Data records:
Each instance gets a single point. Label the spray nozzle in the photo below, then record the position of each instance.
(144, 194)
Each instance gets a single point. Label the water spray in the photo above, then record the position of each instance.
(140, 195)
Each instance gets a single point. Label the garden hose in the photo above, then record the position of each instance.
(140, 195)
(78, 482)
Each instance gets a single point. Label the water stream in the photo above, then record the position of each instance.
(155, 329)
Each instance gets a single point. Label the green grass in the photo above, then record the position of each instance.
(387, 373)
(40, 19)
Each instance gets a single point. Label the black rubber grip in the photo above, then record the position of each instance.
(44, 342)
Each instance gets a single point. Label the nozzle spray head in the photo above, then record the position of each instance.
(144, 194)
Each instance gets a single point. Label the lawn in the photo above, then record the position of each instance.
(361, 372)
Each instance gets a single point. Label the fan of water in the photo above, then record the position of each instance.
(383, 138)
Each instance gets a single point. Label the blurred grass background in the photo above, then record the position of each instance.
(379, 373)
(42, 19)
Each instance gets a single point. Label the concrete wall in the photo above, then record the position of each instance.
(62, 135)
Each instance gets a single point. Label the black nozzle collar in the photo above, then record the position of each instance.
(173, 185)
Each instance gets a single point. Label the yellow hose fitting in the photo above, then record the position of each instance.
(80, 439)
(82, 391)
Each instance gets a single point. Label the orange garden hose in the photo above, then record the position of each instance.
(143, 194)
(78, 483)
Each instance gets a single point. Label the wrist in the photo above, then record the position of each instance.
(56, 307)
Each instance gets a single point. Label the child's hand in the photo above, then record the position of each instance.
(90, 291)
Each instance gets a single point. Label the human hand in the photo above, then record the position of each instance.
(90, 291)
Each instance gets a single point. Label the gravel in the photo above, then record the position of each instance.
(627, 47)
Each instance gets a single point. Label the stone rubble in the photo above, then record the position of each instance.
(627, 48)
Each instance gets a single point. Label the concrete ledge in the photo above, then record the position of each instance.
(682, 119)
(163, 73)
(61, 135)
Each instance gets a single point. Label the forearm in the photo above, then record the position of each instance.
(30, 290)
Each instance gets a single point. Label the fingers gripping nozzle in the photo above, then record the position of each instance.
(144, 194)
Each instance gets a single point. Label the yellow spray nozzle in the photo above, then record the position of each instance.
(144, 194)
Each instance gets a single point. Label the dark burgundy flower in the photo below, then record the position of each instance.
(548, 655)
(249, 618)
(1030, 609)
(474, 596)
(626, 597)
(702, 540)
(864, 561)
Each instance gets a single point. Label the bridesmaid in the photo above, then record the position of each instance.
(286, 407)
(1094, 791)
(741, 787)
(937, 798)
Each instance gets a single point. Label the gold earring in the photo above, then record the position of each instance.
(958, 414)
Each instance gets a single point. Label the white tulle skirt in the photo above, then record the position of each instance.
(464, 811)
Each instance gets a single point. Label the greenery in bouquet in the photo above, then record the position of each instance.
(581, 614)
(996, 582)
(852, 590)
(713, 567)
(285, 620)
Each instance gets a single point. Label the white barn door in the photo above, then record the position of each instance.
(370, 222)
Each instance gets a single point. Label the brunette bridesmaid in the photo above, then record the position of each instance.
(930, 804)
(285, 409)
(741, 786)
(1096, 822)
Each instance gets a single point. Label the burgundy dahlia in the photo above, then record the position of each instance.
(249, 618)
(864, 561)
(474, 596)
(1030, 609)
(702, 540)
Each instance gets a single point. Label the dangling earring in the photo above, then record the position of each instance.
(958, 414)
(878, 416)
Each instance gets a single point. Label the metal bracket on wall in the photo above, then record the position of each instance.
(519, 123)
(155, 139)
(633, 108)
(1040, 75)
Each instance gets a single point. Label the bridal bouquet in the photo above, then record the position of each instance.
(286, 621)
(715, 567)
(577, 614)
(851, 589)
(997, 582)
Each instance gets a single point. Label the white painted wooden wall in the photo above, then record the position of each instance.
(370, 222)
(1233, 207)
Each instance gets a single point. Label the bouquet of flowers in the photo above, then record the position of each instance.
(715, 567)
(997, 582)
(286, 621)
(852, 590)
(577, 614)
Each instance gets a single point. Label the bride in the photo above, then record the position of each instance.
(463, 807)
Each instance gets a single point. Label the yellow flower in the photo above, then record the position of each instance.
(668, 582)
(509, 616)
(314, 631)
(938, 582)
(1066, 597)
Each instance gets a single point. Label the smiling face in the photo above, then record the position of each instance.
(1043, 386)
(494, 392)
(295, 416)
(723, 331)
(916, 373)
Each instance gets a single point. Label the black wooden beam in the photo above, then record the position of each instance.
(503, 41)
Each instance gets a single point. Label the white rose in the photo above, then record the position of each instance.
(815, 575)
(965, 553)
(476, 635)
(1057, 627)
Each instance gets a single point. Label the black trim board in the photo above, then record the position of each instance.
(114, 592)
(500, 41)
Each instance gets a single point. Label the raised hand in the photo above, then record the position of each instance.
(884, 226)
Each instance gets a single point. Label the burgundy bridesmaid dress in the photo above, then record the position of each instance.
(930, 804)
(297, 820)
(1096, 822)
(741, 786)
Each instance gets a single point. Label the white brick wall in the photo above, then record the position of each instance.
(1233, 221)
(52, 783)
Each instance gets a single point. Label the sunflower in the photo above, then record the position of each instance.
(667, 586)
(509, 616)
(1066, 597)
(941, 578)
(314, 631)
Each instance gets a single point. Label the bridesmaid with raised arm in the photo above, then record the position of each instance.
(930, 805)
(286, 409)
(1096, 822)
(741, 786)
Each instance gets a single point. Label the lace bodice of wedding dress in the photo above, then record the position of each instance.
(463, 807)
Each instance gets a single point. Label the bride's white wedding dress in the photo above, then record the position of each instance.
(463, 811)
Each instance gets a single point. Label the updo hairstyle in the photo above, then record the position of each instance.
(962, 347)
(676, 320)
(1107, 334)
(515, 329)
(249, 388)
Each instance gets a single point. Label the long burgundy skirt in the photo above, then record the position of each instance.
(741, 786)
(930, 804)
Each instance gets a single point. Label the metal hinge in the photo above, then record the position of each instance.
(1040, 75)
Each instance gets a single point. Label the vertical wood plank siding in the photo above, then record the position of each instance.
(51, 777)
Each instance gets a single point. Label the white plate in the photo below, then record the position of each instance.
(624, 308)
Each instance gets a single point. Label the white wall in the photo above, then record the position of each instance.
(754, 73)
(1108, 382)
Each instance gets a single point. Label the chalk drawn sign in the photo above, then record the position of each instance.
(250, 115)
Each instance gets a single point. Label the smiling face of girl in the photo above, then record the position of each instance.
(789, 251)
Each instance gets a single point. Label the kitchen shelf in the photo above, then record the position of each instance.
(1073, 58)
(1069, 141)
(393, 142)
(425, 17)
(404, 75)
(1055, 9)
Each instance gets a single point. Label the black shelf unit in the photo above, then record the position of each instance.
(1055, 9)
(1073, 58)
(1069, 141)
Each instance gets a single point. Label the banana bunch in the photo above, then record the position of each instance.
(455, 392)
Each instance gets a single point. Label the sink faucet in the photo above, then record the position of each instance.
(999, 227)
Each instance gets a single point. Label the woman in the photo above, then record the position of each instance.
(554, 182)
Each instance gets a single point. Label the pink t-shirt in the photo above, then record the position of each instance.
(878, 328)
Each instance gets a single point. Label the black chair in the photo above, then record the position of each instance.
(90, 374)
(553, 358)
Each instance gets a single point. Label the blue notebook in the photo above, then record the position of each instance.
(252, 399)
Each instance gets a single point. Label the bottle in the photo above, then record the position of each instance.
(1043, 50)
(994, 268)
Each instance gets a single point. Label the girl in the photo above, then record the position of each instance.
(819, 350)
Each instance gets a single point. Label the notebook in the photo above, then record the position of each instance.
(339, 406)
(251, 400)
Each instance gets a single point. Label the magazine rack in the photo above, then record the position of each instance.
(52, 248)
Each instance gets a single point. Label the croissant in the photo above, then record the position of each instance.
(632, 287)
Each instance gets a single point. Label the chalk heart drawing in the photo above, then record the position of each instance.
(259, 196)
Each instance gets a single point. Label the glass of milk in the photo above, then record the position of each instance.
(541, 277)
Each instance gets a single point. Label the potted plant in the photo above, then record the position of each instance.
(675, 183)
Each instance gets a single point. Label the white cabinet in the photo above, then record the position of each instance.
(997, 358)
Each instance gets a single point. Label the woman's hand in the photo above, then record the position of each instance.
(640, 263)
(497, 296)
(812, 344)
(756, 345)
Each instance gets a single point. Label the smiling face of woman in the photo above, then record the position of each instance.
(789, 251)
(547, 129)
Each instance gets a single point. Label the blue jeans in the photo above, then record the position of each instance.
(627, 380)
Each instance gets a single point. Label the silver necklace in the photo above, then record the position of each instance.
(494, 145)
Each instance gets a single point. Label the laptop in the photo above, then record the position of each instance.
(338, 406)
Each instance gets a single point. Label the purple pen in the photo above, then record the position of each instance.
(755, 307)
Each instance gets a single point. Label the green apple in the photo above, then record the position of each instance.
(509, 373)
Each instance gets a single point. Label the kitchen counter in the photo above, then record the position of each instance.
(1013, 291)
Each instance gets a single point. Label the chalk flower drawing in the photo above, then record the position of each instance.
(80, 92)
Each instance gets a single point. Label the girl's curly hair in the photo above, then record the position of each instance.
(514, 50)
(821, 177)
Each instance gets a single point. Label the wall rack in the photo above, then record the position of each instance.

### What you should do
Begin with the line that contains "Each instance gets a single point. Label the chalk heart" and quote each line after it exactly, stopping after the last line of the data.

### Result of the task
Each instance gets a single point. Label the chalk heart drawing in the photo above, then record the position of each instance.
(259, 196)
Each instance gets a single point. Label the glass of milk in the photo above, then record the position of each instance.
(541, 277)
Each instance gets a single point. Label the potted plant in the photo above, then record the position of each instance.
(675, 183)
Each instance gets a single point. Label the white cabinet in the photo above, then record the position of each instance.
(997, 358)
Each instance gets a single point. Label the woman's hand in the photo above, then record the position of each instance.
(640, 263)
(497, 296)
(812, 344)
(756, 345)
Each instance gets a single point. Label the smiling face of woman in the photo above, then record the position of each instance.
(789, 251)
(547, 129)
Each instance gets a single point. Label the blue jeans in the photo above, then record the position of each instance.
(627, 380)
Each instance gets a single point. Label the silver necklace in the photo above, then record the position of each instance.
(494, 145)
Each instance gets a single point. Label the laptop in the photo above, then record the position of each instance.
(338, 406)
Each instance gets a single point. Label the purple pen in the photo above, then record the position of each instance.
(755, 307)
Each instance gets a single point. Label the green apple in the photo above, then record the position of each instance.
(509, 373)
Each instance gets a single point. Label the kitchen counter in the photo above, then record the position of each instance.
(1013, 291)
Each instance gets a single point. Label the chalk flower drawing in the photo above, then record the position of each instance.
(80, 92)
Each instance gets a single point. Label the girl's curly hair in the photo above, then record the position of each instance.
(514, 50)
(821, 177)
Each instance gets a single point. Label the wall rack in the photo above, then record the position of each instance.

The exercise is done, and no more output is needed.